### Goal of the exercise
In the extract on context-length scaling, what scale factor is used during inference for the 16k context length?

### Extract
▬▬▬▬▬▬▬▬▬▬

In the below tables, both models are evaluated with scale=4. However, the 'no scaling' model was no finetuned (i.e. experienced no training) at a scale > 1. The Scale=4 model did receive finetuning at that expanded scale.
Presence Accuracy:
Context Length | IFT with Scale=4 on FFQA | IFT No scaling on FFQA | IFT with Scale=4 on AltQA | IFT No scaling on AltQA |
---|---|---|---|---|
2048 | 0.3233 | 0.2217 | 0.7281 | 0.2982 |
4096 | 0.3783 | 0.2467 | 0.7018 | 0.2829 |
8192 | 0.4434 | 0.2406 | 0.6582 | 0.2401 |
16384 | 0.3933 | 0.0 | 0.5363 | 0.0 |
Note: For 16k context length, we use a scale factor of 8 during inference. This enables expanding the original 2k context to 2*8=16k. It is interesting to point out that even though the scaled model was trained with a scale factor of 4, it can zero-shot interpolate to 16k (a scale of 8) during inference without losing too much performance. This however does not hold in the non-scaled models as is evident from the drop in accracy to 0 on the 16k datapoints. Indicating that our scaling and context length interpolation does work.

▬▬▬▬▬▬▬▬▬▬

Phrase grounding data:
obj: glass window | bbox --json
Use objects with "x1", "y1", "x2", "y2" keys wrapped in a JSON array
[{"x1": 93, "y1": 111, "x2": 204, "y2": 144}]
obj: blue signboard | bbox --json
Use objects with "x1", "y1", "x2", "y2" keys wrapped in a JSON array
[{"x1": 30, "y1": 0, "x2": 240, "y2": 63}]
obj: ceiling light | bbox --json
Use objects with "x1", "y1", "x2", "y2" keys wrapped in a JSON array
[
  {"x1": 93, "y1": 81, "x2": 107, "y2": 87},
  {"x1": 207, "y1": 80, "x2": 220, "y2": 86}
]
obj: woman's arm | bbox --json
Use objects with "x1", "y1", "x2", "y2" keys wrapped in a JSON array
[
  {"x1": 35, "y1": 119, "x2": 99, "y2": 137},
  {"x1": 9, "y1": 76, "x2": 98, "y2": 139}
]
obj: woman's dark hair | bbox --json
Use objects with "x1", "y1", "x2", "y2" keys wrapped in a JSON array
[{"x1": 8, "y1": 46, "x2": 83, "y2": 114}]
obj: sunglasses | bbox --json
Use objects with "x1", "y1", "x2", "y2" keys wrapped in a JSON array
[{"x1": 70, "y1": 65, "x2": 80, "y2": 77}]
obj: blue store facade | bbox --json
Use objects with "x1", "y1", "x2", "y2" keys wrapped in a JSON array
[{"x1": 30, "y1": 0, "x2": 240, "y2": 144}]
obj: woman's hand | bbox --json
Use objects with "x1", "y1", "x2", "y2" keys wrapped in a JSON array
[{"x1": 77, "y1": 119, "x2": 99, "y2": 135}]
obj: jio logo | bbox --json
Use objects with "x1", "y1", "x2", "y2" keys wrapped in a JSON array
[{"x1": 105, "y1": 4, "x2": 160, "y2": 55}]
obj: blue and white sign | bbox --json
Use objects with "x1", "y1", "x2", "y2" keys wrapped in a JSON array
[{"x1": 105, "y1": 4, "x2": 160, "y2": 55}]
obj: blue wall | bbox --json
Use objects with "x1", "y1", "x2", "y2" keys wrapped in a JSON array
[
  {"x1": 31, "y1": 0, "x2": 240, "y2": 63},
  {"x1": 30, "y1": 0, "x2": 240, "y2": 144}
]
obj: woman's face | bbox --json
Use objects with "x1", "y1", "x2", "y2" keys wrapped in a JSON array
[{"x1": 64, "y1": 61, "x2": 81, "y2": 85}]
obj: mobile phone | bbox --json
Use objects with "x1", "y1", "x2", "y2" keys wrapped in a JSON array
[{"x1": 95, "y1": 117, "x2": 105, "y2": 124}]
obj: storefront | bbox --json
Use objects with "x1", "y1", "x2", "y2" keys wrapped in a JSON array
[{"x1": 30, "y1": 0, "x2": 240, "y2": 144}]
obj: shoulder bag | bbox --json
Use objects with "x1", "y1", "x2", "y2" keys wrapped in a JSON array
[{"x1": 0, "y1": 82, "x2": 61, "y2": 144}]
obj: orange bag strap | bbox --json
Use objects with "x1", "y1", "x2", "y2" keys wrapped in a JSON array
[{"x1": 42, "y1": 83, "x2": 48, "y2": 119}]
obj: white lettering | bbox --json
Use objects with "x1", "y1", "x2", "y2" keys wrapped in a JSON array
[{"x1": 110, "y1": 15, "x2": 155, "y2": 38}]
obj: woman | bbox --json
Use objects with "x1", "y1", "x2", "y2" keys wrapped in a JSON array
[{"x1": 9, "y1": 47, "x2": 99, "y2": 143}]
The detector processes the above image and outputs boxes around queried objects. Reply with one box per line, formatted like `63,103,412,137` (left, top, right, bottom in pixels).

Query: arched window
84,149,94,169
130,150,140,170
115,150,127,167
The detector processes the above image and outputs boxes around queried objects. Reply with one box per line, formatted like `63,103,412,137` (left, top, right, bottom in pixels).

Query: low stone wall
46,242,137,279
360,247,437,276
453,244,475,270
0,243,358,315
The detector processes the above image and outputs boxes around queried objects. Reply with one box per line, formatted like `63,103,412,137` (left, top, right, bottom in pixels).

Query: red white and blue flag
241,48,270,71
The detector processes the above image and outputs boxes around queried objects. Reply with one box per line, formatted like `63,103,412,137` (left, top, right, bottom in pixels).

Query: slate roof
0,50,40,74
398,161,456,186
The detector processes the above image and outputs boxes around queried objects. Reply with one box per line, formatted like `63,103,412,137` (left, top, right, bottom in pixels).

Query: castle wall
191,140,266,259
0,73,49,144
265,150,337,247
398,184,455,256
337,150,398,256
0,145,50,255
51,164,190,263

▬▬▬▬▬▬▬▬▬▬

### Written response
A scale factor of 8 is used during inference for the 16k context length.